=== SELECTED TEXT ===
──────────
Article

Why banking real estate is getting a makeover

Bank branches and offices are changing alongside broader industry shifts

March 24, 2022

Major banks are rethinking how they map out their real estate portfolios, with impacts stemming from customers’ increasing comfort with mobile apps to the emphasis on brand trust and the changing role of retail outlets.

Banks’ corporate offices, meanwhile, are realigning to meet the demands of the best talent in a competitive labour market.

“Banks’ real estate strategies are now heavily influenced by a single word: ‘flexibility’,” says Belinda Quinn, head of accounts leasing – Australasia, JLL.

Globally, banks have been reducing their branch numbers for years. In the U.S., 5,752 branches closed in 2019 and 2020. In Australia, the Department of Treasury’s Banking Taskforce found bank branches nationally declined to 4,500 last year from 5,800 in 2017.  

These closures come amid a wave of consolidation for banks, with flexibility defining views on how their flagship retail sites should be designed.

“Fit-outs have traditionally been cost prohibitive to update or relocate for banks, but they recognise this critical juncture they are at now for earning and maintaining customers, talent and brand trust, which has a lot to do with being accessible to the communities they serve,” Quinn says.

“The narrative has now shifted from traditional bank branches to how retail bank space can remain agile and better connect with customers.”
──────────
=== LISTED ENTRIES ===
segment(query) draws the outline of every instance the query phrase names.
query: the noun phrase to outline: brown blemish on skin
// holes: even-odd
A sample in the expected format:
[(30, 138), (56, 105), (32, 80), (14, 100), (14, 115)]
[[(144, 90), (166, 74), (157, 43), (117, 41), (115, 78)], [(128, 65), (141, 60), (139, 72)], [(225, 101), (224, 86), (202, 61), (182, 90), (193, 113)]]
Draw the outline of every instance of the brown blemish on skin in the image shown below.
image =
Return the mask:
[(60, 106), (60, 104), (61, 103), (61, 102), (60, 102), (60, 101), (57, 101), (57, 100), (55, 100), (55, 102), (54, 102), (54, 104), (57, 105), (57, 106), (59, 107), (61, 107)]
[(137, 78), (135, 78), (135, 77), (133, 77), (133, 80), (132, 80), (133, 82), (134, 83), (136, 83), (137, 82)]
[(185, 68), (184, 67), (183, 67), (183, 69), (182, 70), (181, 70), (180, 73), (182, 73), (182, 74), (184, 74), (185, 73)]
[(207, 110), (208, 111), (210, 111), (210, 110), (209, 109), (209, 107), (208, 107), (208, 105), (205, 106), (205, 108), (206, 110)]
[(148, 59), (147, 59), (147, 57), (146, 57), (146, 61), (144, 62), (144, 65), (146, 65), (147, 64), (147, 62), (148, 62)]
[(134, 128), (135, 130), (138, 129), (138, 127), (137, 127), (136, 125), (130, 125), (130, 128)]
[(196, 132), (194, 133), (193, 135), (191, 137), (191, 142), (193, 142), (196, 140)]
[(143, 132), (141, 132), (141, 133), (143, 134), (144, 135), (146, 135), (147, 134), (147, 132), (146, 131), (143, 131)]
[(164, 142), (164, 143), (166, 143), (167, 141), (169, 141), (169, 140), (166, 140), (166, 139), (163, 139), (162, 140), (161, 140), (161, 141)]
──────────
=== PROBLEMS TO WORK ON ===
- a) Answer these questions from the article on bank real estate:
(i) What position does Belinda Quinn hold?
(ii) How many bank branches closed in the U.S. in 2019 and 2020?
(iii) According to the Banking Taskforce, how many bank branches did Australia have in 2017?
- b) Pick up the article on bank real estate after its final sentence and keep writing it.
The records play no part in what follows.

=== RESULTS IN ORDER ===
- a)
(i) Head of accounts leasing – Australasia, JLL
(ii) 5,752
(iii) 5,800

- b)
Trusting a brand has become more vital than a brand offering high quality customer services, according to a 2021 Edelman report.

Flexible branch design is building “a reuse capability” into fit-outs, says David Purves, Executive Director, Financial Services, Resources and Infrastructure, at JLL. This means designs that can be reshaped to meet the changing demands of customers, services, and distribution strategies.

“The new designs allow the various elements within a branch to be moved around quickly to meet the changing needs of customer interactions. Digital acceleration is enabling customers to self-serve simple transactions, whereas the branches now need to focus on the complex needs of customers whether it be for products, issues or advisory,” Purves says.

At the same time, banks are leveraging pop-ups.

“A bank may install a pop-up branch in an emerging neighbourhood or in a shopping centre where there are a lot of land sales happening,” he adds.

Leveraging reputation

As banks reassess their branch locations, particularly within shopping centres, there is one reputational aspect supporting their negotiations with landlords.

“During COVID, banks did something not a lot of retailers did: continued to pay rent. That’s a positive from a landlord’s point of view and it also demonstrates that, in real estate terms, banks continue to be a blue-chip investment,” Purves says.

Though at the same time, banks are reassessing their tenures. Where five years might have been the minimum assumption in the past, banks are now asking for greater flexibility through a two-to-three-year lease tenure with options.

Meanwhile, banks are responding to the rapid acceleration of technology triggered by the pandemic.

Quinn is watching the trend closely: “In regard to meeting regulatory and security requirements, banks ensured employees who previously worked in a team environment in the office were able to work from home with access to secure, reliable technology that also met security and regulatory requirements. In tandem, they responded to overwhelming demand as customers grappled with uncertainty, while adapting to online services,” she says.

At the corporate office level, Purves says the new bank office is shaping up to be more agile, flexible, technology-driven and focused on outputs.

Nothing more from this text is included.